##### Page excerpt #####
TopGeneral Introduction
During the last forty years which followed the first publications about booking control, the passenger booking systems have known a large evolution as a result of the development of computer science and telecommunications technologies on one side and of demand and decision theories on the other side. This evolution has touched not only the level of basic inventory control but also the level of higher strategic decision making. Revenue Management appeared as a major matter for airlines with the Airline Deregulation act of 1978 in the United States of America. Since then, it has taken an increasing importance, especially in the context of the competitive market faced by airline companies. Born as a consequence of the Airline Deregulation Act of 1978 in the USA, called in its early days Yield Management, nowadays known as Revenue Management (McGill & van Ryzin, 1999), the new management technique which has revolutionized airline industry and many other perishable-asset industries is meant to maximize revenue on a company’s network of flights, by finding the optimal passenger mix for each flight, given the demand forecasts for each of the different fare products offered to customers. In other words, the reservation process has to be controlled and implemented within a complex decision support environment which should be able to make, on-line, the right decision with respect to any booking request received by the Computer Reservation System (CRS) at any point in time during the booking horizon.
Today, the huge development of new communication devices, such as the Internet, which are used by more and more potential customers, contributes to make the flight/airline choice process more efficient in the context of a quasi-perfect information situation. Under these terms, the design of new decision support systems, providing optimal seat inventory control processes with real-time capabilities, becomes unavoidable to meet the harsh competition from concurrent transporters.
#####
Extract the entire passage on airline revenue management word for word, without any alteration. Rely solely on the passage on airline revenue management.
##### Data excerpt #####
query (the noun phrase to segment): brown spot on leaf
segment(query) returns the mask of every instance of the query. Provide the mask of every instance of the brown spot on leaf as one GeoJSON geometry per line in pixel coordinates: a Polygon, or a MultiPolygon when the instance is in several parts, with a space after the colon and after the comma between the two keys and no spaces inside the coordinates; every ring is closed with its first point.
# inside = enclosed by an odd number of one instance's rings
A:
#####
● Full answer
TopGeneral Introduction
During the last forty years which followed the first publications about booking control, the passenger booking systems have known a large evolution as a result of the development of computer science and telecommunications technologies on one side and of demand and decision theories on the other side. This evolution has touched not only the level of basic inventory control but also the level of higher strategic decision making. Revenue Management appeared as a major matter for airlines with the Airline Deregulation act of 1978 in the United States of America. Since then, it has taken an increasing importance, especially in the context of the competitive market faced by airline companies. Born as a consequence of the Airline Deregulation Act of 1978 in the USA, called in its early days Yield Management, nowadays known as Revenue Management (McGill & van Ryzin, 1999), the new management technique which has revolutionized airline industry and many other perishable-asset industries is meant to maximize revenue on a company’s network of flights, by finding the optimal passenger mix for each flight, given the demand forecasts for each of the different fare products offered to customers. In other words, the reservation process has to be controlled and implemented within a complex decision support environment which should be able to make, on-line, the right decision with respect to any booking request received by the Computer Reservation System (CRS) at any point in time during the booking horizon.
Today, the huge development of new communication devices, such as the Internet, which are used by more and more potential customers, contributes to make the flight/airline choice process more efficient in the context of a quasi-perfect information situation. Under these terms, the design of new decision support systems, providing optimal seat inventory control processes with real-time capabilities, becomes unavoidable to meet the harsh competition from concurrent transporters.